▸ What needs to be done: Tally the lines in the records below that contain the string "white", and give only that number.

[Annotation data for object locations]
________________

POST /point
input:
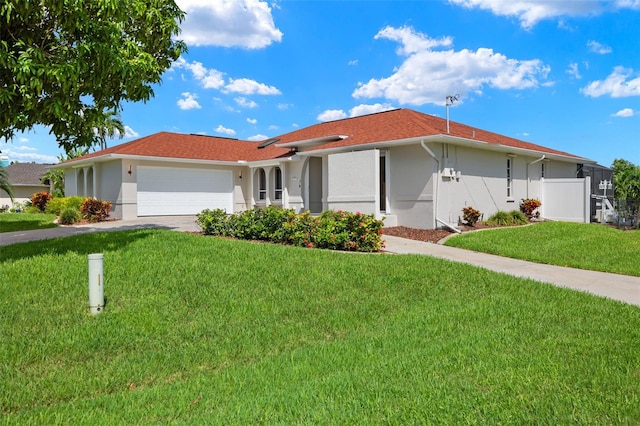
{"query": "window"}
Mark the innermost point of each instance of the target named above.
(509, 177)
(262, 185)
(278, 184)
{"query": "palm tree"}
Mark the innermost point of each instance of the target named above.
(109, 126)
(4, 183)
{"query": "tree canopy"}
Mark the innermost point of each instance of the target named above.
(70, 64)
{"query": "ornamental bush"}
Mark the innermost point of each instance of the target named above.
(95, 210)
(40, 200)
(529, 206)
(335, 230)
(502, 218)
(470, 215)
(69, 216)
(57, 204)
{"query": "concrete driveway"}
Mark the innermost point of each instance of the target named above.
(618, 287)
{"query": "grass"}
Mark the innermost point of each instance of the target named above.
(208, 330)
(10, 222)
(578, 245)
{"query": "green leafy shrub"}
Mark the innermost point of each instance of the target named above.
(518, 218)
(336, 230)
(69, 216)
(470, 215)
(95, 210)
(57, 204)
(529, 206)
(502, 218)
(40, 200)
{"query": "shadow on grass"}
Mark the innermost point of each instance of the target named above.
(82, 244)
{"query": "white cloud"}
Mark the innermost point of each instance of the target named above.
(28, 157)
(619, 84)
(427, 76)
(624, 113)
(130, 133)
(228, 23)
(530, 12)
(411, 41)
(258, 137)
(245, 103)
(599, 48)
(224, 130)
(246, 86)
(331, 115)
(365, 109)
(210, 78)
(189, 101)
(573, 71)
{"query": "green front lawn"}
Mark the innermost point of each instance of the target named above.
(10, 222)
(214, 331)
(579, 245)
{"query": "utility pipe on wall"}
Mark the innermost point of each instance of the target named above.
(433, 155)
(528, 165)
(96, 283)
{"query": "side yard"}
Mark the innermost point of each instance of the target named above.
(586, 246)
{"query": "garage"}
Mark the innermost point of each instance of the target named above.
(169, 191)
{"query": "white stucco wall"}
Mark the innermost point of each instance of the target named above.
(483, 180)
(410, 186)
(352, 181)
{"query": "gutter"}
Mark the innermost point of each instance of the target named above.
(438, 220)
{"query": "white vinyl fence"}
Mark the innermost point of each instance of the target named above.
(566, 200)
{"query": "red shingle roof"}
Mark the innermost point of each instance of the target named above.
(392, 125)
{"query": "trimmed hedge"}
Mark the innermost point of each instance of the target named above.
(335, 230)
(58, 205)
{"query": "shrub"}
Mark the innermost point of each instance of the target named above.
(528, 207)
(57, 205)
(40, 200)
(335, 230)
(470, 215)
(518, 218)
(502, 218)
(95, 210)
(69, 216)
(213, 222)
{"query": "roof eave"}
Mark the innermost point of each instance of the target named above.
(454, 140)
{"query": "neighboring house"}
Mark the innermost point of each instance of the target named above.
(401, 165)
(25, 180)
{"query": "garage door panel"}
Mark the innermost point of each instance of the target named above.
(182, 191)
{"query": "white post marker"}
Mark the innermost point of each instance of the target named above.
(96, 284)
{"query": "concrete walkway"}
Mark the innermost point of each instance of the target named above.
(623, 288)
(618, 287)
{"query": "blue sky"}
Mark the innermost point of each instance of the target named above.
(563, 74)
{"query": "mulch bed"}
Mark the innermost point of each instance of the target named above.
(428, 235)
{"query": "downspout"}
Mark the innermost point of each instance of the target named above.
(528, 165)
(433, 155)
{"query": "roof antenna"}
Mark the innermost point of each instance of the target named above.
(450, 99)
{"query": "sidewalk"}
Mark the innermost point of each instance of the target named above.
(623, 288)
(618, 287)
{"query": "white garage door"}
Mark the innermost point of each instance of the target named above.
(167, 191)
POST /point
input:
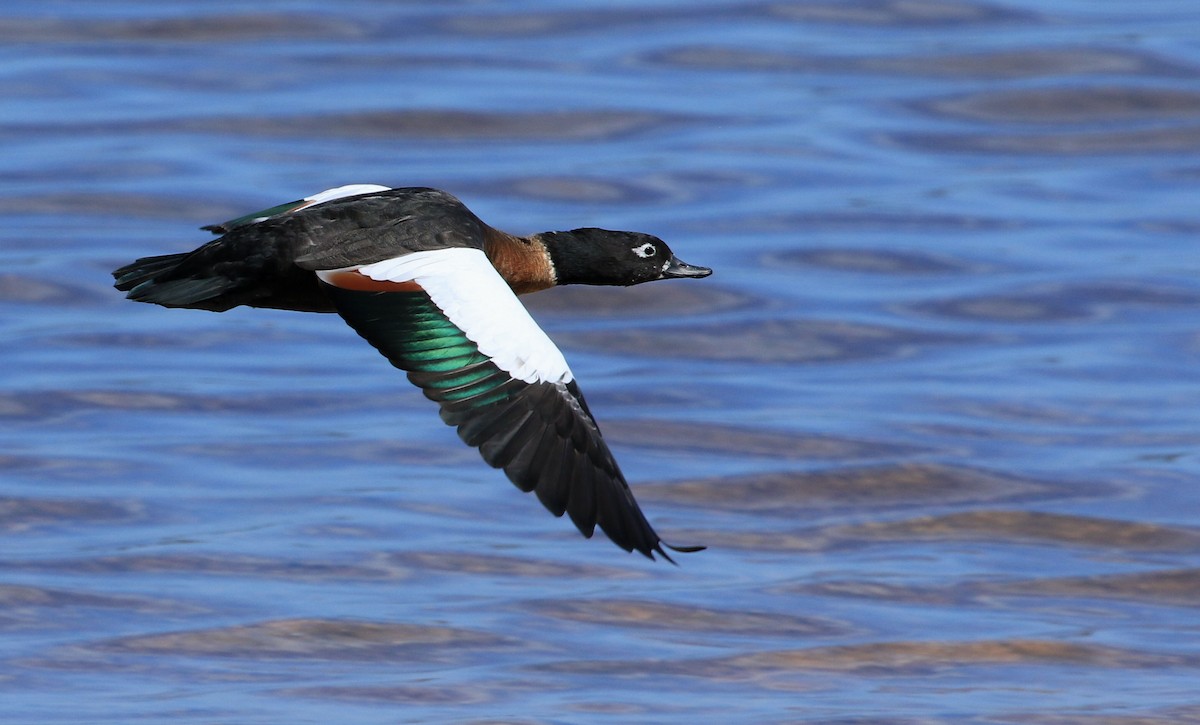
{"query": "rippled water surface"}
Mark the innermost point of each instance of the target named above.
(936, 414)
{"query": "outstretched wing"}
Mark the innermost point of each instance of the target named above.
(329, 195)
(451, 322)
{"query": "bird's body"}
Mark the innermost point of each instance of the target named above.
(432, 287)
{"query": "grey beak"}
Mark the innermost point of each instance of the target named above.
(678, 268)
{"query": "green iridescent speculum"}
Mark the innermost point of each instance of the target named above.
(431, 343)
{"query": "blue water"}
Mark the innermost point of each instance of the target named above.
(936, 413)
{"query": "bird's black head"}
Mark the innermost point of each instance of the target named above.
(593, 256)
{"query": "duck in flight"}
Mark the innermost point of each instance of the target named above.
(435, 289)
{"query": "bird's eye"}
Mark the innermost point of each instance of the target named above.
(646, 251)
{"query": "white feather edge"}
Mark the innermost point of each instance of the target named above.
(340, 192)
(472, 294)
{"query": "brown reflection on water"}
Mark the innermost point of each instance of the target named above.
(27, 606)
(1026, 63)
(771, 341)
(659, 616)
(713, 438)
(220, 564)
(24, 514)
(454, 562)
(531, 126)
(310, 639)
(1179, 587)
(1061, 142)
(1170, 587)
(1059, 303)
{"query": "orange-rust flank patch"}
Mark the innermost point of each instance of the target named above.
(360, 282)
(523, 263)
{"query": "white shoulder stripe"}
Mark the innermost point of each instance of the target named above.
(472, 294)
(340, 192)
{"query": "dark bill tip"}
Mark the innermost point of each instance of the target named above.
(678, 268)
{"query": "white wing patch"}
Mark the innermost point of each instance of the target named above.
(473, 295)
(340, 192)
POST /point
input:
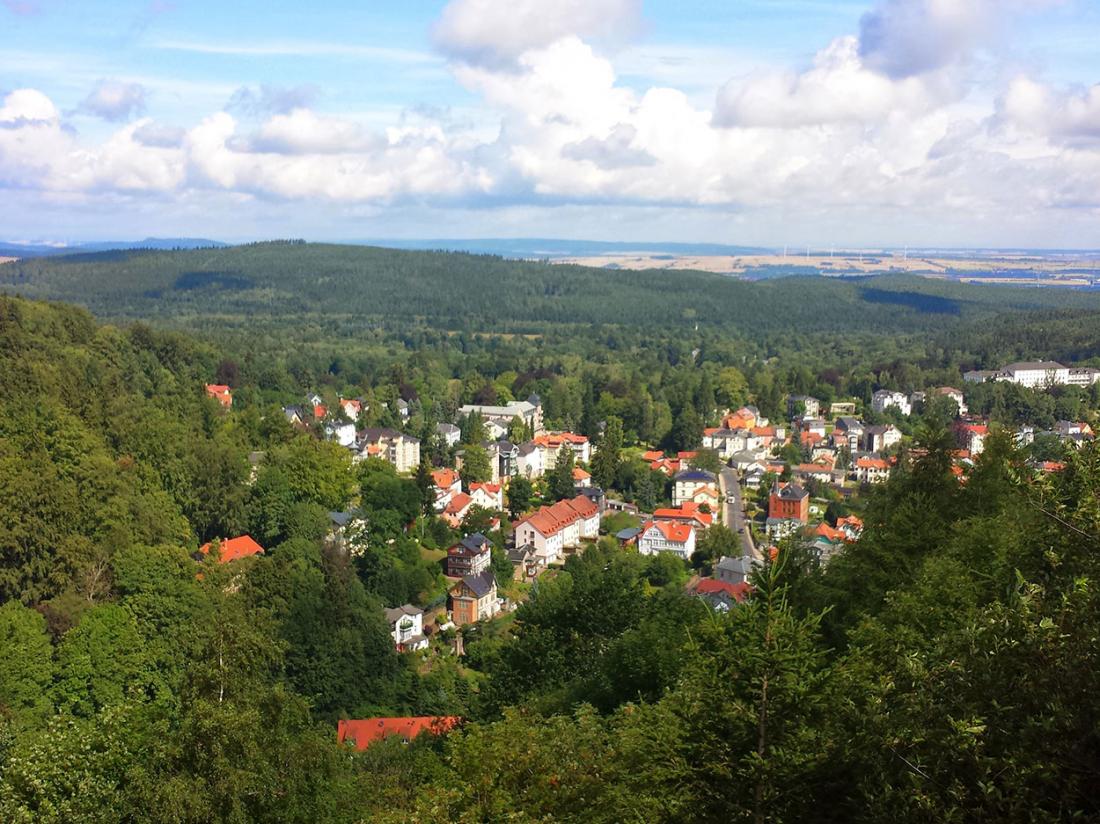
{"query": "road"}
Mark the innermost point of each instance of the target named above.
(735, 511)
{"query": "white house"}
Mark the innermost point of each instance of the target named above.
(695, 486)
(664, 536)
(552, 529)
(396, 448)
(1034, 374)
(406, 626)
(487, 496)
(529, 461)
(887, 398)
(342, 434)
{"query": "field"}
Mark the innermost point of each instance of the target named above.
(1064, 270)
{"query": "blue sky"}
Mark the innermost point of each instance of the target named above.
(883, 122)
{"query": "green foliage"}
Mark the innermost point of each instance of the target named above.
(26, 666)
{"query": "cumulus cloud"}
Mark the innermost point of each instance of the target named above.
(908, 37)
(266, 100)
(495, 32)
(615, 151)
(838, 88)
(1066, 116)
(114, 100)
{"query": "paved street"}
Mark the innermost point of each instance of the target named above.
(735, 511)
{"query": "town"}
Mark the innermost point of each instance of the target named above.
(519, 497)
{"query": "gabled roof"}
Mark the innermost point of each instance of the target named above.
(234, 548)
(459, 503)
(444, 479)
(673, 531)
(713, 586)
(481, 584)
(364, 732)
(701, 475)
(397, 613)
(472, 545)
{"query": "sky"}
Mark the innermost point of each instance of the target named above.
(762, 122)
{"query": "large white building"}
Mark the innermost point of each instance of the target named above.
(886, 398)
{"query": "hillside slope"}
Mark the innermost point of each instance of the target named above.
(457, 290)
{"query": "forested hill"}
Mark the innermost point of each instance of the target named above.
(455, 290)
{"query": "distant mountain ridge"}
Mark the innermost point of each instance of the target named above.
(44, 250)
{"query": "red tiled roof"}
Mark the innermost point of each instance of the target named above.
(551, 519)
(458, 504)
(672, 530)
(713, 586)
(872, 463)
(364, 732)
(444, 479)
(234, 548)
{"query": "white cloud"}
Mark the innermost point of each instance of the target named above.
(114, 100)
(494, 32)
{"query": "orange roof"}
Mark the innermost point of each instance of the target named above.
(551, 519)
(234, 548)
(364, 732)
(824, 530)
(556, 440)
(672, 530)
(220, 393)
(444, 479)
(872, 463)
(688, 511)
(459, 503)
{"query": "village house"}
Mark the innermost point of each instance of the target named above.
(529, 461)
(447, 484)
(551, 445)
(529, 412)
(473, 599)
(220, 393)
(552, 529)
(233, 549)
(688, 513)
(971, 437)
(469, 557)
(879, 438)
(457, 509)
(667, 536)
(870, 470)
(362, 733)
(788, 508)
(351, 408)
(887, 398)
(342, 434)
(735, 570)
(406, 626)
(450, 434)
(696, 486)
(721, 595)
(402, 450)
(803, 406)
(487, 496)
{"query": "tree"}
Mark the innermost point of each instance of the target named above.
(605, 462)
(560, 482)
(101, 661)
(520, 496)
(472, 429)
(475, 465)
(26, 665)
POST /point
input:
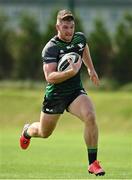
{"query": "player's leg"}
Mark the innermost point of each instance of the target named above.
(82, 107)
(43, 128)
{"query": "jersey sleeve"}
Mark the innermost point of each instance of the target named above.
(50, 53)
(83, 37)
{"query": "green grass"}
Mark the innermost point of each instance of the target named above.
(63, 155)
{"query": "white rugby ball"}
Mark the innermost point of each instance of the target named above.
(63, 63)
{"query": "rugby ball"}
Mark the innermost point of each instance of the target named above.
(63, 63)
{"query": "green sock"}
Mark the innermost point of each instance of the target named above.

________________

▸ Correct output: 12